··· RECORDS

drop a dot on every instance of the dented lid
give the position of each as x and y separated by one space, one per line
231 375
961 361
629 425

······
··· RECORDS

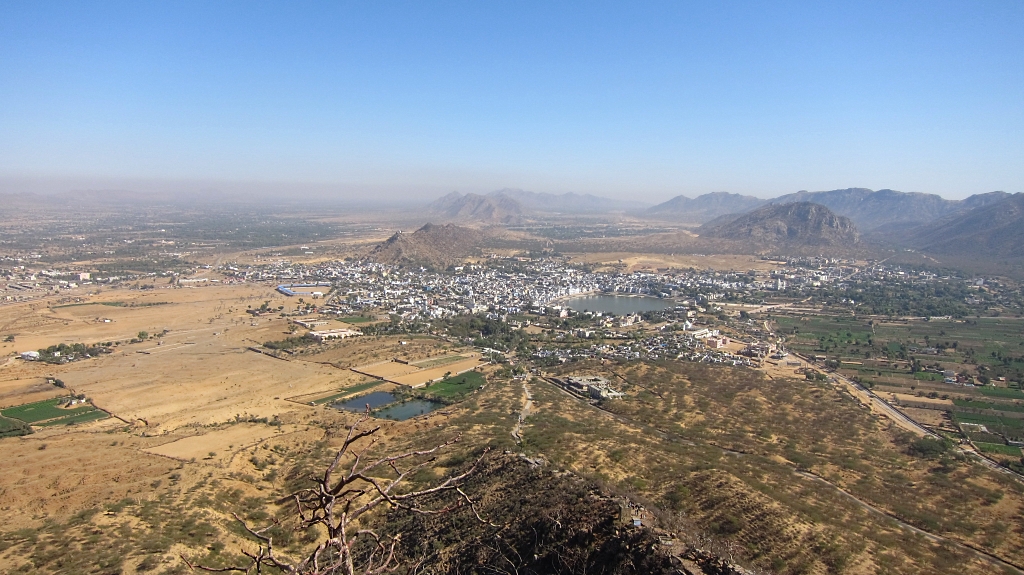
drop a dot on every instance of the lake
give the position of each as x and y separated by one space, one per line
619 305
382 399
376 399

······

> _GIVEN PROBLEM_
Which lines in the material above contain the word "drop"? Copy each of them.

> _OUTPUT FOR THIS EXERCISE_
drop a dot on every instance of the dented lid
drop a dot on every instance of the lake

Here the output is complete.